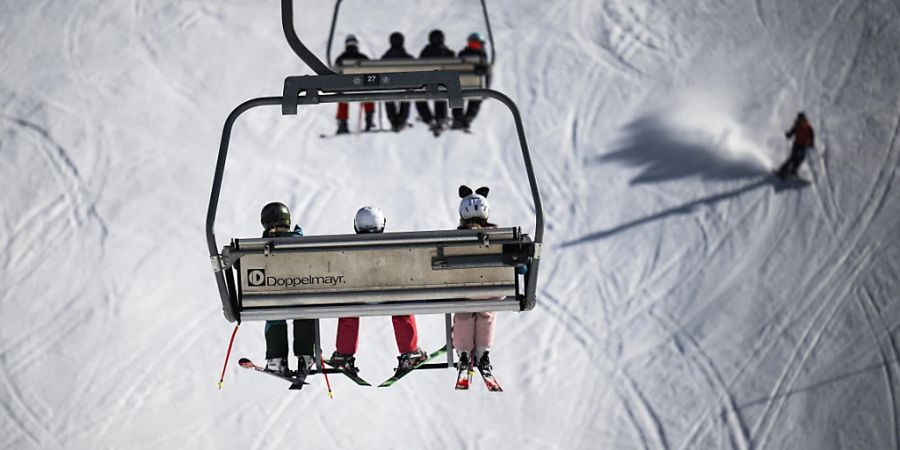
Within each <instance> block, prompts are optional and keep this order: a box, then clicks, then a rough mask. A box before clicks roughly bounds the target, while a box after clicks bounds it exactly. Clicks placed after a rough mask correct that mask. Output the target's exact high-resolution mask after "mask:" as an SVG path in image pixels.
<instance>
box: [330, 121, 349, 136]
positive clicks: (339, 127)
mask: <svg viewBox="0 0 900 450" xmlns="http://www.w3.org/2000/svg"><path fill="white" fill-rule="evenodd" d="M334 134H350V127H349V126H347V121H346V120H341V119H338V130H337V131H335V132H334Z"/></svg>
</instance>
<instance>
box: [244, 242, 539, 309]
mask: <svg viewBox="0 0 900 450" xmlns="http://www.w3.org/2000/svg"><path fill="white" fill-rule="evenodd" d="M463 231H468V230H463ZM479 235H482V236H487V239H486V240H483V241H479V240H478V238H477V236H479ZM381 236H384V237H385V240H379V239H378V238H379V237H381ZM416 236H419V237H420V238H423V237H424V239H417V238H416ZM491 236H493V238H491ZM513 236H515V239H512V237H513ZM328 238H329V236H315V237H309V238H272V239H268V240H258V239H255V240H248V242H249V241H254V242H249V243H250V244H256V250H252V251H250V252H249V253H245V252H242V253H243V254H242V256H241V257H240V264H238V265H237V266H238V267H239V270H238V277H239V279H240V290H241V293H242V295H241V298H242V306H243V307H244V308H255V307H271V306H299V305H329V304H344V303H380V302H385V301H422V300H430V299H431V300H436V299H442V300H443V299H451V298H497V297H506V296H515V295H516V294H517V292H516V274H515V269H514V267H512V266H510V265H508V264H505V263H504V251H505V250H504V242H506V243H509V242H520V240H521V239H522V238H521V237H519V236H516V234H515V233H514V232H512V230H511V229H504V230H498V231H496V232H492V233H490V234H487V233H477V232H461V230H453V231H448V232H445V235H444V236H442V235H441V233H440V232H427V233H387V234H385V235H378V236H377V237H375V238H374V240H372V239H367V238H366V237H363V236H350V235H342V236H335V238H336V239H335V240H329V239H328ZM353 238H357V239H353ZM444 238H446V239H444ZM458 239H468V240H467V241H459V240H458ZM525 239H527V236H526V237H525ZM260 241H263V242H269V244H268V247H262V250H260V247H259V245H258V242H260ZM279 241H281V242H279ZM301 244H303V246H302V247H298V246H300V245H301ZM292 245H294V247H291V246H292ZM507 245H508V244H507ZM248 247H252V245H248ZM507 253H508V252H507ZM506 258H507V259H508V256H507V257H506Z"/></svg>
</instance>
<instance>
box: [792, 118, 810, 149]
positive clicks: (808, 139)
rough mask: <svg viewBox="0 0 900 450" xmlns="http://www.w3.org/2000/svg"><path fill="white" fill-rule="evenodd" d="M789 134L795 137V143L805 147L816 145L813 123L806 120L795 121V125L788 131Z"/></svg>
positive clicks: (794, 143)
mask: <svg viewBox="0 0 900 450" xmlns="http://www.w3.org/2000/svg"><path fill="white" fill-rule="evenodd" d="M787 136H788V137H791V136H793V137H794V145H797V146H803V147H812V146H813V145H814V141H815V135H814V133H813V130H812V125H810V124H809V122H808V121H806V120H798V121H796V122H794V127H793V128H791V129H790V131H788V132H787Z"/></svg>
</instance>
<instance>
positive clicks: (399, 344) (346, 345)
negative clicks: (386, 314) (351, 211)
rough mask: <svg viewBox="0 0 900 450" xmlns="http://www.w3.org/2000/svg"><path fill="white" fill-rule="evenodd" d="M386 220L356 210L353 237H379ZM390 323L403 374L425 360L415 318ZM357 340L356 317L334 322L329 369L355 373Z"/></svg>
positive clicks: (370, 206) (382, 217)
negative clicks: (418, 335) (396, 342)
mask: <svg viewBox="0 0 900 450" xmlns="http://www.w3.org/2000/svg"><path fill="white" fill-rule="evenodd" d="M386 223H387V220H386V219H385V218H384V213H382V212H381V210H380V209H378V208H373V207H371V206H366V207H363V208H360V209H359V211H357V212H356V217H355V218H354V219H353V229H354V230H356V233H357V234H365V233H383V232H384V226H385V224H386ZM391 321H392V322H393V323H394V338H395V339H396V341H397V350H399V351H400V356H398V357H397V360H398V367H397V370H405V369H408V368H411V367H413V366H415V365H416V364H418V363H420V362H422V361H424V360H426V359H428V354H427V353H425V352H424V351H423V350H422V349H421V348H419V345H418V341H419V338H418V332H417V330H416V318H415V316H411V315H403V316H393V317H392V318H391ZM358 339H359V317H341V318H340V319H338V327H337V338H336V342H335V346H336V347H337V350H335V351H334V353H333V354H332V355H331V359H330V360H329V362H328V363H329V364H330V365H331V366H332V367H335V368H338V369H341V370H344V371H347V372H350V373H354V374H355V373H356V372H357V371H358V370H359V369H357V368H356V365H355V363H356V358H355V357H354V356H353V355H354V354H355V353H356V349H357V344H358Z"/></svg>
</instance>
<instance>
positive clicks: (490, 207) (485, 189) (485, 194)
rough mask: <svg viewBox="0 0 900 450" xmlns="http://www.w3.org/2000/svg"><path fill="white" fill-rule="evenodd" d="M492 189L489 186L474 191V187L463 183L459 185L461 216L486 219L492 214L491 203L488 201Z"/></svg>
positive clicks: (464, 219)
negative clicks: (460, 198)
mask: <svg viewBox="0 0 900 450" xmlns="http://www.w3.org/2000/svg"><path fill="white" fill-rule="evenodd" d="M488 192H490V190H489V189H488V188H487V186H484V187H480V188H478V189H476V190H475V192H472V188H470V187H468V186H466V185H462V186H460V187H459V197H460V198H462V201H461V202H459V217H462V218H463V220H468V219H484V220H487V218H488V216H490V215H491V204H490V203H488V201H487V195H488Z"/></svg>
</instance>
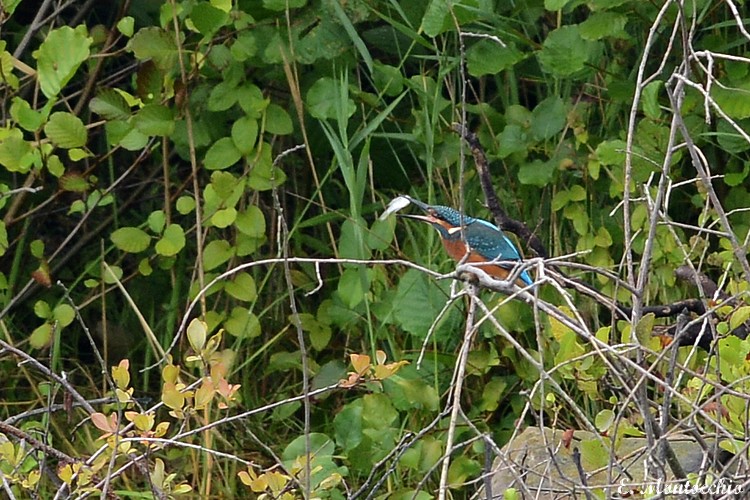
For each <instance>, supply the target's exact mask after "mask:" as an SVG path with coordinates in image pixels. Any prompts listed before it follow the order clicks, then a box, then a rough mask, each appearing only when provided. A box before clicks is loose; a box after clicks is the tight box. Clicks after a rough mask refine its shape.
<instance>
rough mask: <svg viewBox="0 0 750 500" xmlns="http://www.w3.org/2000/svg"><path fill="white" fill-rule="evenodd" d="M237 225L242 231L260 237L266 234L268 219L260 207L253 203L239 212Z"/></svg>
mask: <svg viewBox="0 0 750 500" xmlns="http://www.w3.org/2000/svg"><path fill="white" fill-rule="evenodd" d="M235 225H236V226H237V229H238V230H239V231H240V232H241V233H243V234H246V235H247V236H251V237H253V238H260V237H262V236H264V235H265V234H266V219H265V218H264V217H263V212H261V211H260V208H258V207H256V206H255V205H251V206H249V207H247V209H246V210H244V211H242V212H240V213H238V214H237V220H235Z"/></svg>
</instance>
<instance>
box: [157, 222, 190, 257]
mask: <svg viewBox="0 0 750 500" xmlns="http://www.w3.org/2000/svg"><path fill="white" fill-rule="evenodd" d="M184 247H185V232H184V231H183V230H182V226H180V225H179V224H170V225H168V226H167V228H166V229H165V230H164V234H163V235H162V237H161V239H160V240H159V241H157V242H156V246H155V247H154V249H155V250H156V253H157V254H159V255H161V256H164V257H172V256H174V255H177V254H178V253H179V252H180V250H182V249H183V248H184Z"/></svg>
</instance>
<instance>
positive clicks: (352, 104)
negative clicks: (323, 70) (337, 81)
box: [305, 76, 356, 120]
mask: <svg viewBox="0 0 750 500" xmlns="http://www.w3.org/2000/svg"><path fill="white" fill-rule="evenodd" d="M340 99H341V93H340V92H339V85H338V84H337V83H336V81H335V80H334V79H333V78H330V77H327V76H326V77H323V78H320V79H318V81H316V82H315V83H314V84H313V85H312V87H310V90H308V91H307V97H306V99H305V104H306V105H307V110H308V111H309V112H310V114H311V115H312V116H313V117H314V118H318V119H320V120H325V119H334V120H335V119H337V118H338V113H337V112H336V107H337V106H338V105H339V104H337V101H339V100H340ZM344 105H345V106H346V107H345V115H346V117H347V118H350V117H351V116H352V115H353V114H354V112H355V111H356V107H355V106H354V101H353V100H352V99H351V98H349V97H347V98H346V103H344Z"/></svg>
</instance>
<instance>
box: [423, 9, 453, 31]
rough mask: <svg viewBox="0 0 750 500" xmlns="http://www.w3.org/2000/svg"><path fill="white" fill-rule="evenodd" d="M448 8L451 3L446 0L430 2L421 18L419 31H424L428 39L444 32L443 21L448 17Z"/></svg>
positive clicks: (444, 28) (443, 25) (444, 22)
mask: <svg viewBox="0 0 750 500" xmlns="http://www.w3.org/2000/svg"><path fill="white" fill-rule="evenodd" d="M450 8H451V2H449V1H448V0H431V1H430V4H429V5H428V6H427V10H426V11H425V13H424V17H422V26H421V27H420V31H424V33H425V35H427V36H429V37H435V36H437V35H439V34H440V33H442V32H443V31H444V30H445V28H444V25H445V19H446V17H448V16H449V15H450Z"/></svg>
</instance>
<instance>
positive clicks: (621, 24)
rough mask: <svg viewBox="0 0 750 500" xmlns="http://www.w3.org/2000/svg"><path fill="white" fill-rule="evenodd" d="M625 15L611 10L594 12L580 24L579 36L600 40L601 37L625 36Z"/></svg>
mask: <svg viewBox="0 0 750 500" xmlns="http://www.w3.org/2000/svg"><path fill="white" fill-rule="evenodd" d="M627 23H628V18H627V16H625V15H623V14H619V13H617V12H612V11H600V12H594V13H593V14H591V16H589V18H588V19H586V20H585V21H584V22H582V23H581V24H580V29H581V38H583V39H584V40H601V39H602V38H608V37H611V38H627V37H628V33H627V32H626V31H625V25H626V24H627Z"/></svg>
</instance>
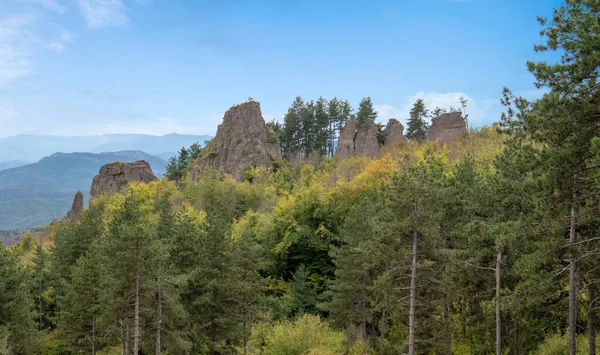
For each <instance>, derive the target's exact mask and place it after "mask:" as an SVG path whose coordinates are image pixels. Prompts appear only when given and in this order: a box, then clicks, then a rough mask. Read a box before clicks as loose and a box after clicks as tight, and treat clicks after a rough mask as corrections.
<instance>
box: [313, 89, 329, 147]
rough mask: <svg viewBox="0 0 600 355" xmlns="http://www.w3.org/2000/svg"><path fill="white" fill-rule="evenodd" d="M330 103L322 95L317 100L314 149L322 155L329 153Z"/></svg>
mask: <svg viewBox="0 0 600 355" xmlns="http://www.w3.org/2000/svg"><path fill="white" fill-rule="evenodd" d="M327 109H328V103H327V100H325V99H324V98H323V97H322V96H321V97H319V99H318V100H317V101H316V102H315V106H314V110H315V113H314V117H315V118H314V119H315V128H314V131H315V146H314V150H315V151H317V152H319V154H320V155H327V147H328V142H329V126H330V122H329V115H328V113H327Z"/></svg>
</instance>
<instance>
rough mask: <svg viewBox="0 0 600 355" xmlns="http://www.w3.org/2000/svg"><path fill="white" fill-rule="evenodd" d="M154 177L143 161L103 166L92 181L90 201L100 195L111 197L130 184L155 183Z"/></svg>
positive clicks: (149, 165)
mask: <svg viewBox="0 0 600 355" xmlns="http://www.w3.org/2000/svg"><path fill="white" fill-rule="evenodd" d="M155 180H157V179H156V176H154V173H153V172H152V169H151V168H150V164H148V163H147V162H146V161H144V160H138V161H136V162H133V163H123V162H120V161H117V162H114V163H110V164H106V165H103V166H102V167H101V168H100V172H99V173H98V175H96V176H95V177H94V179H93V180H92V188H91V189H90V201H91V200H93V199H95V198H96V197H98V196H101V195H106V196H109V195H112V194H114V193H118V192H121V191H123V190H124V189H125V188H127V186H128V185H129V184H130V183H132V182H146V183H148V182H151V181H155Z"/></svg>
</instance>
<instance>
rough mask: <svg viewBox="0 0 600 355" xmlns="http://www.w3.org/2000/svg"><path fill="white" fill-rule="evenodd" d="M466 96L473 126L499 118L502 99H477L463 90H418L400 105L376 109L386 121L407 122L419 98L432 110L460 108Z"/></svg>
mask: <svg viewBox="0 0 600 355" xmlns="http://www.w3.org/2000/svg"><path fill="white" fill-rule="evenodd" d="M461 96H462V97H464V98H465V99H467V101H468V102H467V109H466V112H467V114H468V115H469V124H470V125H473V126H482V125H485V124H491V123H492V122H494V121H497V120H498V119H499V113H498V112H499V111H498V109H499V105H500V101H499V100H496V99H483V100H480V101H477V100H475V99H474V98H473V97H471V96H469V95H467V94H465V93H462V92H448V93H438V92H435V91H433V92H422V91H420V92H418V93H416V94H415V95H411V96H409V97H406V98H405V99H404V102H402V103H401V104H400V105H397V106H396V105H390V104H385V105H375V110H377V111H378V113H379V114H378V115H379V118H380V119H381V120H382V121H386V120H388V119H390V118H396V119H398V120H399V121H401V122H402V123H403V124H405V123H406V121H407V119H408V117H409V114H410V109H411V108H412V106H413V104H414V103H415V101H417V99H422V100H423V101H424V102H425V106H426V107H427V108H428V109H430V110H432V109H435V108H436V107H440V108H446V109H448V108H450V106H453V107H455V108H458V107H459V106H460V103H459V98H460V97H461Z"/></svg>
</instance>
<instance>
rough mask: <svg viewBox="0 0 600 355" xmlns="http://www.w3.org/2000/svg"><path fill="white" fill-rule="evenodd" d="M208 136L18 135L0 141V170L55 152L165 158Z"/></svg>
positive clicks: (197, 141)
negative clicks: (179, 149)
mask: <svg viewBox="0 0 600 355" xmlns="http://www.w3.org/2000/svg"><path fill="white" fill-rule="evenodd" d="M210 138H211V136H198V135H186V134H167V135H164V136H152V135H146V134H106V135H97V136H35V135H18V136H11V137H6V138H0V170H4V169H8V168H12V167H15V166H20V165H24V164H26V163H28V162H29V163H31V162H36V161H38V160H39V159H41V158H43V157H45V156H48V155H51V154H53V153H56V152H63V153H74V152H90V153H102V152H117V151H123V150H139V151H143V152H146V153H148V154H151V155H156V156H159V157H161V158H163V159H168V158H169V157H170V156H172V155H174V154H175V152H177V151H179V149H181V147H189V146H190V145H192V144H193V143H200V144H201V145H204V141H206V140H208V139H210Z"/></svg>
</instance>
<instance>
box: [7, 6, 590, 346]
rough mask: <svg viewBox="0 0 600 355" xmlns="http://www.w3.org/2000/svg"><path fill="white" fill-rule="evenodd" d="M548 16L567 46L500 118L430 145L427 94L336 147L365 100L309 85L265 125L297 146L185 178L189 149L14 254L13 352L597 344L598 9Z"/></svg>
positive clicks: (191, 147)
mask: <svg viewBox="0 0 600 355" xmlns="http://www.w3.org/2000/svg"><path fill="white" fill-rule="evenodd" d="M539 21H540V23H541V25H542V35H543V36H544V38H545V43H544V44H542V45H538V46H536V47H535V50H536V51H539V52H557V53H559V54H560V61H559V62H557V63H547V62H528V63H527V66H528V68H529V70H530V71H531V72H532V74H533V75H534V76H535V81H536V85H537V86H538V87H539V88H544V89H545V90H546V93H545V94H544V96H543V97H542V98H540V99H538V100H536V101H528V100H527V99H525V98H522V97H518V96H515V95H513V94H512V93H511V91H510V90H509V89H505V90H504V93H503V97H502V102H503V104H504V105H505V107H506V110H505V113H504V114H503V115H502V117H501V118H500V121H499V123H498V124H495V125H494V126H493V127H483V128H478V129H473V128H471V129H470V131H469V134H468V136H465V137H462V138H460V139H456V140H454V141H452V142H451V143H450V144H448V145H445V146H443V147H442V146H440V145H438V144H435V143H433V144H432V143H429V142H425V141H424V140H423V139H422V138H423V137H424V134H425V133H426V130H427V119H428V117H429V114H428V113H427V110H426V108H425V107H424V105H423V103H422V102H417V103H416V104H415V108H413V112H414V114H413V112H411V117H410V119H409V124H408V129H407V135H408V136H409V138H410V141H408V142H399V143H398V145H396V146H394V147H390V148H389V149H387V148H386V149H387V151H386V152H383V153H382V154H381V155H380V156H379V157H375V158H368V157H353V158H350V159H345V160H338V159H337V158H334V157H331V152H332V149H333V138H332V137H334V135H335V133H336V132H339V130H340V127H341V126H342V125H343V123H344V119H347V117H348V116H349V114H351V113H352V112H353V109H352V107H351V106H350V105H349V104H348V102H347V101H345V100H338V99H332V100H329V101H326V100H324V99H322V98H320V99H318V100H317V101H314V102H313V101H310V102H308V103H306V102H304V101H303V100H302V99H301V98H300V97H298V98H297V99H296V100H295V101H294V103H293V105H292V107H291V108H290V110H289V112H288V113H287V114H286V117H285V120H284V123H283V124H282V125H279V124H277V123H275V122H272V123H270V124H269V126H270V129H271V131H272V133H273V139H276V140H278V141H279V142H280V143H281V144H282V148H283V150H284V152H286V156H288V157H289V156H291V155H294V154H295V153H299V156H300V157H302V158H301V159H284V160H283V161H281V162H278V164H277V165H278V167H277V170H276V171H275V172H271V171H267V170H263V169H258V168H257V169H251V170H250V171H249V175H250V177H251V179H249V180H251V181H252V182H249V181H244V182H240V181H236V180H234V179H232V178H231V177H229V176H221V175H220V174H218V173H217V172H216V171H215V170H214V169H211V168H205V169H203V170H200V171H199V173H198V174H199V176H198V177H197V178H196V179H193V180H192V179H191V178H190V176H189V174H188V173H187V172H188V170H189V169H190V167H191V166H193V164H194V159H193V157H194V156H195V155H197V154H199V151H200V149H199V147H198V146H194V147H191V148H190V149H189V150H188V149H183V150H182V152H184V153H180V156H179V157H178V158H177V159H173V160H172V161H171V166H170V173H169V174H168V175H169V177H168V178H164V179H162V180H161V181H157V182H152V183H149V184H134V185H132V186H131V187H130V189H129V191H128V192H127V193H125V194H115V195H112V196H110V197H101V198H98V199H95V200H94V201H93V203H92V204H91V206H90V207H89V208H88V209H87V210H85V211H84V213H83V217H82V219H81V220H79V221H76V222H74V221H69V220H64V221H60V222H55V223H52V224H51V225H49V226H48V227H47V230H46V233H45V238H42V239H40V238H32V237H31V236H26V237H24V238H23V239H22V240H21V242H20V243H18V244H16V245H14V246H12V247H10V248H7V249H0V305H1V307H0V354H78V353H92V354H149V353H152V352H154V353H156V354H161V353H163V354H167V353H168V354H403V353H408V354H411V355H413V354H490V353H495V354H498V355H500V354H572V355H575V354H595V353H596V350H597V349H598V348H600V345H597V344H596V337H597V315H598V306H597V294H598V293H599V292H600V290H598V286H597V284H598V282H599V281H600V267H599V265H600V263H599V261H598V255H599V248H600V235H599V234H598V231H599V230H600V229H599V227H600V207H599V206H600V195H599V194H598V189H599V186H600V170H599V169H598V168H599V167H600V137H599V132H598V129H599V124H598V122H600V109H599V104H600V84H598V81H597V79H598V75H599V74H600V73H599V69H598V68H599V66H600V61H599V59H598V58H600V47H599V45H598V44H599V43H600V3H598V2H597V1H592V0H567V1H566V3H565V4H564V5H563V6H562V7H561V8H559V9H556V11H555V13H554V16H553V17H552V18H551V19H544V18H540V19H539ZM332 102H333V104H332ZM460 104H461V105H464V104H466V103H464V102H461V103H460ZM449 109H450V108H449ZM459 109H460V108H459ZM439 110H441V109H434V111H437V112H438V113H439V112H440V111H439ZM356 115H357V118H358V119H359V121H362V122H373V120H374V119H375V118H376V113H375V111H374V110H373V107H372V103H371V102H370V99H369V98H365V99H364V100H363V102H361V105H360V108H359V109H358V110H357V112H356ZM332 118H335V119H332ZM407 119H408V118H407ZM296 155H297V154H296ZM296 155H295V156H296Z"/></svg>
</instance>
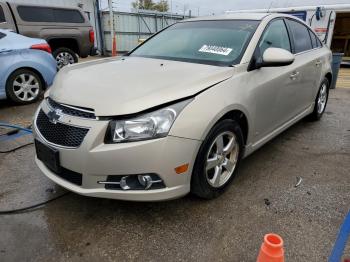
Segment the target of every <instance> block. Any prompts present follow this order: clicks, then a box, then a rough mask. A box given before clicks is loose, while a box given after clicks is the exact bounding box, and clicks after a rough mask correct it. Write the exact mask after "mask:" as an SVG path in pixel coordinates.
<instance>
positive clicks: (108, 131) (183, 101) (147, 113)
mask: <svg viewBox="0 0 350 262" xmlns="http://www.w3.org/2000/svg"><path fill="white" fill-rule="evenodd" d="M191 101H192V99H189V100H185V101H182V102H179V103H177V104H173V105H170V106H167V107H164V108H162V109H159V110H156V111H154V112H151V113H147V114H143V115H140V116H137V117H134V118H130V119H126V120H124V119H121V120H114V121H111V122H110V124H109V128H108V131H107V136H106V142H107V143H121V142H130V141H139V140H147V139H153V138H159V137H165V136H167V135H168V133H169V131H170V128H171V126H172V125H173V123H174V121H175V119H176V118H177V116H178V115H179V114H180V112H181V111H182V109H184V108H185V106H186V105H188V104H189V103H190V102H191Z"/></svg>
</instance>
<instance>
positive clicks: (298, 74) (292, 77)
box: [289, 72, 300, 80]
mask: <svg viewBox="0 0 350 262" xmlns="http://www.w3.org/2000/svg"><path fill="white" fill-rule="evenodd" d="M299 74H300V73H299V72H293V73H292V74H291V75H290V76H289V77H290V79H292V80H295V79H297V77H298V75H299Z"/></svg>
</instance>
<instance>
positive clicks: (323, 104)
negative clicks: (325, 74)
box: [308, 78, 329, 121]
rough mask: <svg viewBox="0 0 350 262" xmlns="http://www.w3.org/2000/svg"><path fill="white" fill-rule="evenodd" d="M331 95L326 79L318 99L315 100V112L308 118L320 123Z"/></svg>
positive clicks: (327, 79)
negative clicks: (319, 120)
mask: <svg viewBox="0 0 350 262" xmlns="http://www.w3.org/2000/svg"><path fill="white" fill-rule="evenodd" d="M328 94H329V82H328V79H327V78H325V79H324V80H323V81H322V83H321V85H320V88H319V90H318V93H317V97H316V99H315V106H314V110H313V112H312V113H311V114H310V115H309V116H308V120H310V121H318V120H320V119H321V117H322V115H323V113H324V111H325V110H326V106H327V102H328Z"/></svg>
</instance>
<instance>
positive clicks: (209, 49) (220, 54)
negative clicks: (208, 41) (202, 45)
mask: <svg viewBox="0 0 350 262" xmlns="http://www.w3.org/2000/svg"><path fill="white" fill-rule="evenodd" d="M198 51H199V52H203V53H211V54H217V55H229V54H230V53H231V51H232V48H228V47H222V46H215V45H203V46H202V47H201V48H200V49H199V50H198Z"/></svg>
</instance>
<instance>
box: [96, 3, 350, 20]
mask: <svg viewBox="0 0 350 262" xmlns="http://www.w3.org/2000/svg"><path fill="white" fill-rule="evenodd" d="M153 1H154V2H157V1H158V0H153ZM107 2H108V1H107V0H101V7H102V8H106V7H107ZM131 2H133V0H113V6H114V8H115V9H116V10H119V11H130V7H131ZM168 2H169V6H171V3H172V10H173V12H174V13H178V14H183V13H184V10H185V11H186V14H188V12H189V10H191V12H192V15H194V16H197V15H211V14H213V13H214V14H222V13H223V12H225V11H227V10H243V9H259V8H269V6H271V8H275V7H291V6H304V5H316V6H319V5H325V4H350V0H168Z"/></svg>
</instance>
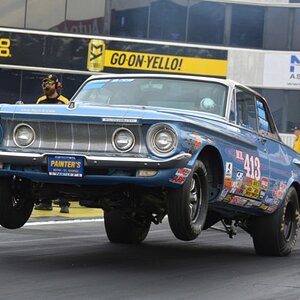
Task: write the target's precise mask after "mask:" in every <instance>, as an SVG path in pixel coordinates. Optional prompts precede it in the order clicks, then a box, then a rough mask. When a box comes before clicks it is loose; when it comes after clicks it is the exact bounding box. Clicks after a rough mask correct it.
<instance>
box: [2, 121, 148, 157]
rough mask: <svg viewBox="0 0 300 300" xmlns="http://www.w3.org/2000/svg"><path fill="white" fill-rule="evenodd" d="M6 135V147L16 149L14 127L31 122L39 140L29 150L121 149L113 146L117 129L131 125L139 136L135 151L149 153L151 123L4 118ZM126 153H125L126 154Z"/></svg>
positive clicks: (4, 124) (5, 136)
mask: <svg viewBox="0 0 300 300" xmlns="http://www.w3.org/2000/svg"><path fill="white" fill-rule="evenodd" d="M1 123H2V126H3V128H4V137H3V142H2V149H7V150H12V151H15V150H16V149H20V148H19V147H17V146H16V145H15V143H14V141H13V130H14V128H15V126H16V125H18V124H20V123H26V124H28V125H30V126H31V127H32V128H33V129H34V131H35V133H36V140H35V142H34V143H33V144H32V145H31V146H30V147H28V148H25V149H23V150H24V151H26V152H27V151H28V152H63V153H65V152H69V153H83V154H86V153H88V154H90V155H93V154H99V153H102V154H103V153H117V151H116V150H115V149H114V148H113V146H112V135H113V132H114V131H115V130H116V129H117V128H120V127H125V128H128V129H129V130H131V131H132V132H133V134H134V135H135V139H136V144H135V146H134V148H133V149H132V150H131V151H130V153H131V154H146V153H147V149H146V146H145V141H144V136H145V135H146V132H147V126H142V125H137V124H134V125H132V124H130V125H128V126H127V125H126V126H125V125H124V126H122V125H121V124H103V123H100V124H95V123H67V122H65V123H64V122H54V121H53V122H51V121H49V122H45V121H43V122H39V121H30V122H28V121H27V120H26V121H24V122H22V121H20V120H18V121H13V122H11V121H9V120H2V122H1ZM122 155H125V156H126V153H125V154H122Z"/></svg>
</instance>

● ● ● ●

ACTIVITY
Would you print the line containing "Task: write the" and every line after it up to the end of the listing above, exactly, and nothing else?

RESULT OF THIS TASK
Task: write the target's precise mask after "mask:" in every <instance>, as an SVG path in pixel coordinates. Optional prompts precede it in the order clicks, then a box, then a rough mask. When a box comes before clicks it is loose; when it comes after clicks it is the exact bounding box. Clicks after a rough mask correct it.
<instance>
box: [2, 121, 148, 157]
rough mask: <svg viewBox="0 0 300 300" xmlns="http://www.w3.org/2000/svg"><path fill="white" fill-rule="evenodd" d="M6 135V147L16 149L14 127L31 122L39 140L29 150L121 149L113 146L117 129L131 125L139 136L135 151L149 153L151 123L4 118ZM126 153H125L126 154Z"/></svg>
positive clicks: (4, 124) (5, 136)
mask: <svg viewBox="0 0 300 300" xmlns="http://www.w3.org/2000/svg"><path fill="white" fill-rule="evenodd" d="M1 123H2V126H3V128H4V137H3V142H2V149H7V150H12V151H15V150H16V149H20V148H19V147H17V146H16V145H15V143H14V141H13V130H14V128H15V126H16V125H18V124H20V123H26V124H28V125H30V126H31V127H32V128H33V129H34V131H35V133H36V140H35V142H34V143H33V144H32V145H31V146H30V147H28V148H25V149H23V150H24V151H26V152H27V151H28V152H63V153H65V152H69V153H83V154H86V153H88V154H90V155H93V154H99V153H102V154H103V153H117V151H116V150H115V149H114V148H113V146H112V135H113V132H114V131H115V130H116V129H117V128H120V127H125V128H128V129H129V130H131V131H132V132H133V134H134V135H135V139H136V144H135V146H134V148H133V149H132V150H131V151H130V153H131V154H146V153H147V149H146V146H145V141H144V136H145V135H146V132H147V126H142V125H137V124H134V125H132V124H130V125H128V126H127V125H126V126H125V125H124V126H122V125H121V124H103V123H100V124H95V123H67V122H65V123H64V122H54V121H53V122H51V121H49V122H45V121H43V122H39V121H30V122H28V121H27V120H26V121H24V122H22V121H20V120H18V121H13V122H11V121H9V120H2V122H1ZM122 155H125V156H126V153H125V154H122Z"/></svg>
</instance>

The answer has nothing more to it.